— start Source material —

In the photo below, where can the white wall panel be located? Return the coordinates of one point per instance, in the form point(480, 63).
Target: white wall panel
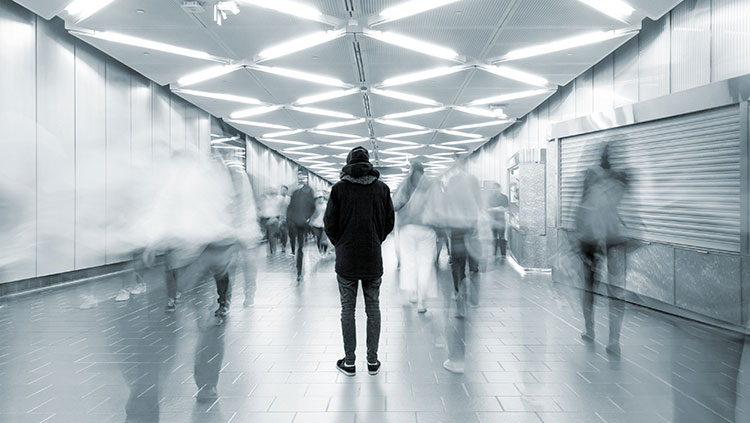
point(585, 93)
point(192, 126)
point(567, 102)
point(604, 84)
point(160, 129)
point(90, 157)
point(55, 149)
point(690, 38)
point(653, 63)
point(177, 124)
point(141, 124)
point(626, 73)
point(17, 143)
point(730, 25)
point(118, 155)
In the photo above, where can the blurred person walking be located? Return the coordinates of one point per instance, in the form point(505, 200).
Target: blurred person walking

— end Source material —

### Requirements
Reproduce every line of the records, requests included, with 6 subtracted from each number in the point coordinates of the answers. Omit the pictures.

### Output of the task
In the photo below, where can the white wall panel be located? Return the coordinates of one point per instance, in the form point(480, 63).
Target: white wall panel
point(579, 87)
point(186, 120)
point(561, 96)
point(598, 78)
point(154, 123)
point(84, 151)
point(49, 143)
point(684, 32)
point(647, 57)
point(171, 118)
point(135, 118)
point(620, 67)
point(11, 137)
point(724, 19)
point(112, 149)
In the photo above, where can the blurred person walking be located? Return the coordinates of one point per instance, in the form point(505, 200).
Target: blurred person walking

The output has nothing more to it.